Task requirements —
Copy exactly, and only, the lines from the one containing "Each instance receives exactly one keypoint. Tag the signboard" through the last line of the records below.

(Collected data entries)
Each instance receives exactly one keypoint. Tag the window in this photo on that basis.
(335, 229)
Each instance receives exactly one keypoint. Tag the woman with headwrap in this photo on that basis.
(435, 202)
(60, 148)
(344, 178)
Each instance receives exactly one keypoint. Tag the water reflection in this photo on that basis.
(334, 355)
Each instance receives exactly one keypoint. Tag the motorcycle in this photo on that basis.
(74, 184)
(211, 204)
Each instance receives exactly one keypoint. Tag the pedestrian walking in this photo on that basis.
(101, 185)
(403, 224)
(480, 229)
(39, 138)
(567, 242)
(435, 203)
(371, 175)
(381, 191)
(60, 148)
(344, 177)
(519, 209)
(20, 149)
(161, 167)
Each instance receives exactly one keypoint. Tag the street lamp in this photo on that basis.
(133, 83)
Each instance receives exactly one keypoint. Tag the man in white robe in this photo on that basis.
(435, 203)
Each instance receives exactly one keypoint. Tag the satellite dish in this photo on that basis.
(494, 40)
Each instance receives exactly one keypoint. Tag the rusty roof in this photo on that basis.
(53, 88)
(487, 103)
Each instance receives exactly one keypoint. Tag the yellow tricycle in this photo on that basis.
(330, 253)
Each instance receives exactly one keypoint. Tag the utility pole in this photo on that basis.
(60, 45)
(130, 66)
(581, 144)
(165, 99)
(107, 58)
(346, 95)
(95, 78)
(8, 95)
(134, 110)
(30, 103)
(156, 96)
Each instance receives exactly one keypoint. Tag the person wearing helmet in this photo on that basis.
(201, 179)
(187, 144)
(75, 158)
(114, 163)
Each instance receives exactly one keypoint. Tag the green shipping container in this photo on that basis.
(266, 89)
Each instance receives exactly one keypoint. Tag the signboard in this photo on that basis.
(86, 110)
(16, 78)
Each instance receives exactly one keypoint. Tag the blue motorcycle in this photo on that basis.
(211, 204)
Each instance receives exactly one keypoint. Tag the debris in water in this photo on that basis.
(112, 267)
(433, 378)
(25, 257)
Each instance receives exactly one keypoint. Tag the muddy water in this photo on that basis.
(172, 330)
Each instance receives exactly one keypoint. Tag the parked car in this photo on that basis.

Task result —
Each instance receives exactly one keypoint. Tag the signboard in this photo on that basis.
(86, 110)
(16, 78)
Each instance receives exactly one keypoint. Tag the blue motorcycle in this photo on that basis.
(211, 204)
Each instance receives exactly one keypoint. Tag the debris in water in this photo on that basis.
(112, 267)
(433, 378)
(25, 257)
Each instance receives exactly one keypoint. Tag the muddy water in this photo on that basis.
(172, 330)
Each instance receives exactly one keypoint. Tag the parked car in this photo on that basis.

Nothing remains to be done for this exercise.